--- What you have to do ---
Reproduce every line of the data below word for word, leaving out the pictures.

Entries for pointing at labeled objects
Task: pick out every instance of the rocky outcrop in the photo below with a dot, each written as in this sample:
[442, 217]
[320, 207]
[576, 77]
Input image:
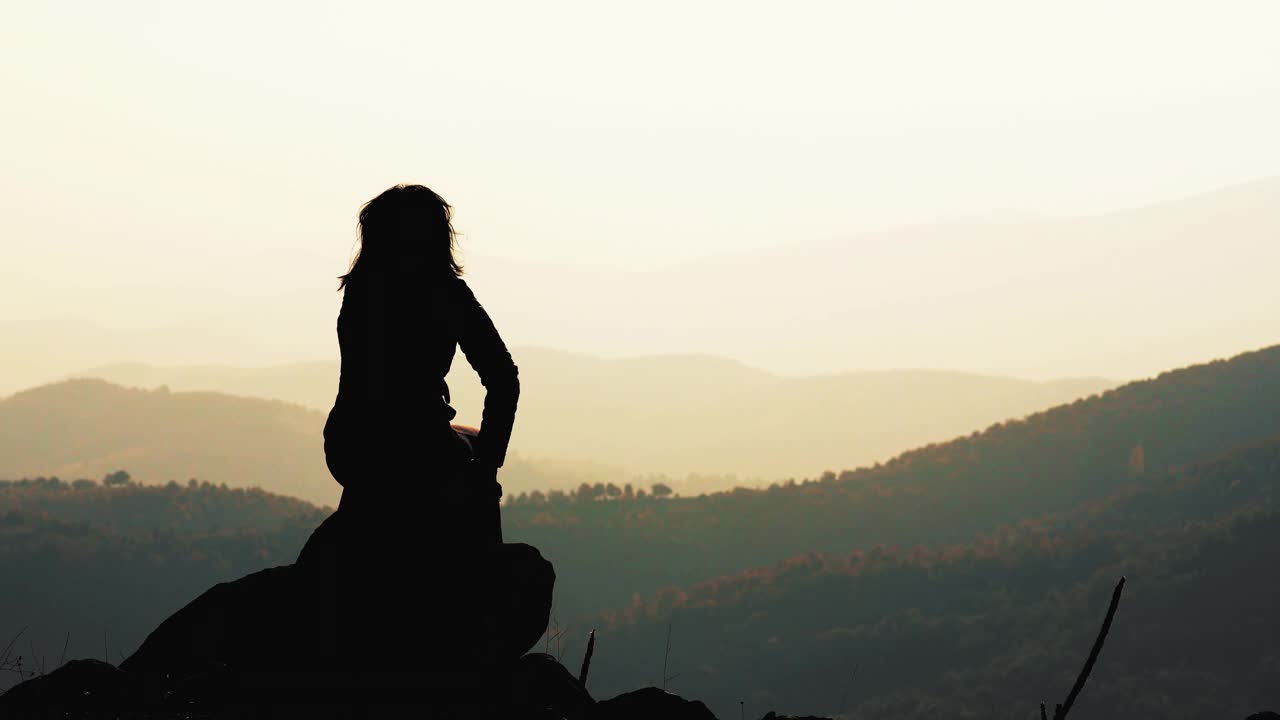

--- Answer to the problem ---
Task: pick out every instance of the rocky outcrop in the photo below with a dot, each written as in this sample:
[442, 217]
[320, 207]
[576, 77]
Input image:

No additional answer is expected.